What you need to do: Repeat all the records exactly, omitting pictures.
-- start of Recorded data --
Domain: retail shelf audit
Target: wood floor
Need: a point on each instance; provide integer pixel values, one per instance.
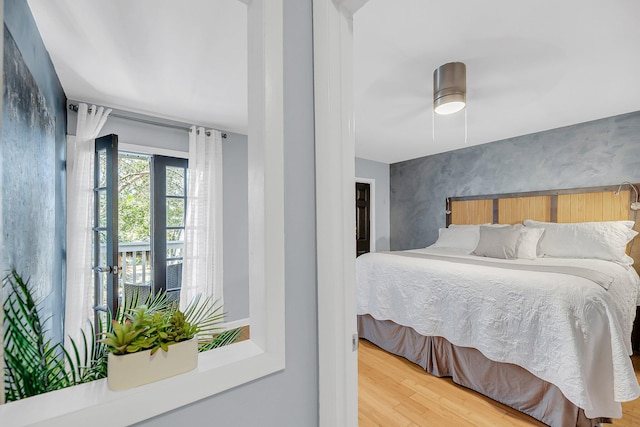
(395, 392)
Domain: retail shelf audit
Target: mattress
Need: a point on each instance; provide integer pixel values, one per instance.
(568, 330)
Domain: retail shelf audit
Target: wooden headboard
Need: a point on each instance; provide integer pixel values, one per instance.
(568, 205)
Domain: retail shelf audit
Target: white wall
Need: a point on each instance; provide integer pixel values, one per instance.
(288, 398)
(380, 173)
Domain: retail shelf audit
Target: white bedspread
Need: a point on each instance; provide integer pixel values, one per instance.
(564, 329)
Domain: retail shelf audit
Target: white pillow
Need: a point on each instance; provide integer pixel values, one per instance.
(528, 242)
(458, 237)
(498, 242)
(605, 240)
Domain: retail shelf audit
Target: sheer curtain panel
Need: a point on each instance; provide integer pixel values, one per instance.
(80, 158)
(202, 269)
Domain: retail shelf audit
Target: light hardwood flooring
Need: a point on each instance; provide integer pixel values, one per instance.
(395, 392)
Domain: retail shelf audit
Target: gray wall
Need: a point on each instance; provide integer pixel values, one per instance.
(380, 173)
(236, 226)
(288, 398)
(49, 185)
(600, 152)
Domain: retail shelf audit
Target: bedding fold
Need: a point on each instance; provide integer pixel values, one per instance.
(595, 276)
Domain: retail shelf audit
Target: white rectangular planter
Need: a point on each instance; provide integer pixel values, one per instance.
(135, 369)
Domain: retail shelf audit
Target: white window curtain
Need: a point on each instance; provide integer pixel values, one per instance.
(80, 158)
(202, 270)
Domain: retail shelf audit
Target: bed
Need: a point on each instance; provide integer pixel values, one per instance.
(547, 335)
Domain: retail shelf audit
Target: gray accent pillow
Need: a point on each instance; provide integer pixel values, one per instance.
(498, 242)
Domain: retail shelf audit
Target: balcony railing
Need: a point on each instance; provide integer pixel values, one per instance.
(135, 260)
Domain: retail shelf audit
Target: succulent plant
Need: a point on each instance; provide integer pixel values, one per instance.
(145, 329)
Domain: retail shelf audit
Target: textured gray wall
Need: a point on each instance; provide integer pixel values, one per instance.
(21, 25)
(288, 398)
(380, 173)
(600, 152)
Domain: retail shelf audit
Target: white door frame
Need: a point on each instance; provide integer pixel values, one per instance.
(335, 211)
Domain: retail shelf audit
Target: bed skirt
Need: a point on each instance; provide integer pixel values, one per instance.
(506, 383)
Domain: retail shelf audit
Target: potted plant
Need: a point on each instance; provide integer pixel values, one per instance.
(156, 341)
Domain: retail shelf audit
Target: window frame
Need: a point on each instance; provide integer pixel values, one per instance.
(159, 164)
(240, 363)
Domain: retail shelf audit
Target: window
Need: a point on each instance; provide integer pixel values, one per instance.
(140, 210)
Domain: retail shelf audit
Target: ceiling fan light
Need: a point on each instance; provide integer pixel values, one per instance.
(449, 88)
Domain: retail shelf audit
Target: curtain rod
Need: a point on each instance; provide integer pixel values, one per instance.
(74, 107)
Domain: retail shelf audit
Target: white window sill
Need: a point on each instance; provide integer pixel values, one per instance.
(94, 404)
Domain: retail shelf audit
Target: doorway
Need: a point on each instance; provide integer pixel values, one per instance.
(363, 218)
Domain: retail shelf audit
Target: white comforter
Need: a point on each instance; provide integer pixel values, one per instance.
(564, 329)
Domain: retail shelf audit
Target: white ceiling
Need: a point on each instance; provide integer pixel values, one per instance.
(531, 65)
(184, 60)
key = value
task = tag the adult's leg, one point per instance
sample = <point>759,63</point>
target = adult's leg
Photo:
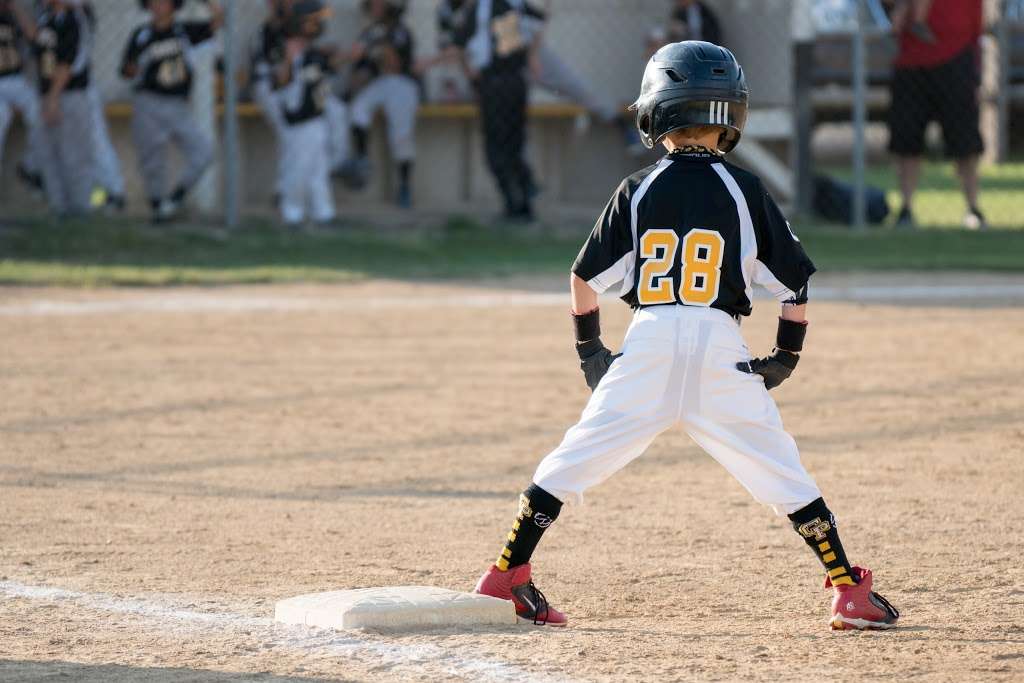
-- end of Recorded data --
Result of the exercise:
Domain: retail shelf audit
Target: wood floor
Need: a point on each instance; provide integer pixel values, one per instance.
(395, 392)
Domain: retail shelf audit
Target: mattress
Need: a point on each instance; provide integer pixel values, one per instance.
(568, 330)
Domain: retail shelf audit
Target: wooden headboard
Need: a point on each instance; provide integer pixel values, one per instance.
(568, 205)
Domain: retail shelf audit
Target: white wall
Need: a point on each instance; provide integer pixel values, one per instance.
(288, 398)
(380, 173)
Domain: retail shelf audit
Target: white bedspread
Need: a point on each instance; provide integer pixel values, one per instance.
(564, 329)
Domain: retail shelf audit
Target: white pillow
Need: a point on each instance; provide integer pixel values, one per instance.
(528, 242)
(458, 237)
(498, 242)
(605, 240)
Domain: retail shelf audit
Target: sheer curtain panel
Need: a point on each instance; provide integer pixel values, one per instance.
(80, 158)
(202, 269)
Domain: retail shelf audit
Target: light hardwood flooring
Need: a point on each instance; provide integer pixel values, one per instance.
(395, 392)
Domain: retail shelf audit
Target: gray wall
Need: a point on each instance; provide integer pixel values, one per instance.
(380, 173)
(236, 226)
(288, 398)
(49, 185)
(600, 152)
Domain: retail shelf audit
Target: bedding fold
Need: a point on each instance; provide integer pixel values, one per instance.
(595, 276)
Domain: retail shelf audit
Target: white rectangular planter
Need: a point on each instance; provide integer pixel values, one per instance.
(135, 369)
Domain: retail shelf audit
Target: white window curtain
Need: a point on each instance; provide integer pixel values, one per instance.
(80, 158)
(202, 270)
Domain: retail shelf audit
Target: bed
Need: a point on each instance; provide integer pixel values, one per instance.
(547, 335)
Domain: retail shelf audit
Target: gray accent pillow
Need: a point on each instance; provide integer pixel values, one per instance.
(498, 242)
Domain: retail shelf audit
Target: balcony railing
Need: a point on each instance; provide integer pixel values, one per instance.
(135, 260)
Domain: retail shelf audit
Target: succulent plant
Need: a point on each instance; provide integer pixel values, one per instance.
(145, 329)
Domain: retail shelf audit
Target: textured gray wall
Need: a point on each instance; provide integer pixel values, one per instance.
(21, 25)
(288, 398)
(380, 173)
(600, 152)
Domain: retail shelf audit
Target: white door frame
Need: a point on each instance; provide integer pixel values, one per instance.
(335, 211)
Domain: retail shelf audit
Target: bed skirt
Need: a point on each instance; provide integer pixel values, one per instance.
(506, 383)
Domain: retail shelf audit
Target: potted plant
Need: a point on each instance; provide integer pixel values, one per instance.
(156, 341)
Domain: retail shelf audit
Target: window frame
Need: a point on each instance; provide integer pixel values, one per instance.
(159, 164)
(240, 363)
Domain: retail shelf audit
Target: window
Need: a point on each instance; provide integer pixel values, one per instance.
(140, 210)
Domain: retail shelf audit
Target: ceiling fan light
Need: a point on each instance; provide integer pixel values, one per instance.
(449, 88)
Domain: retail shelf audit
Target: curtain rod
Need: a point on each instance; provide integer pixel values, one per instance.
(74, 107)
Domain: retail shelf audit
Target: white window sill
Need: a point on each instance; provide integer pixel values, one per instance.
(94, 404)
Domain: retail shelf audit
Target: doorway
Need: a point on each instance; provide integer pixel values, one per instance.
(363, 218)
Domain: retail shelf audit
Target: white comforter
Need: a point on each instance; provide integer pixel values, one per instance.
(564, 329)
Domain: retail shelf audit
Target: white ceiling
Need: a point on each instance; provide integer pixel values, one per instance.
(531, 65)
(184, 60)
key = value
task = tag the adult's leg, one point per instance
sample = <point>759,63</point>
target = adult's leg
Photo:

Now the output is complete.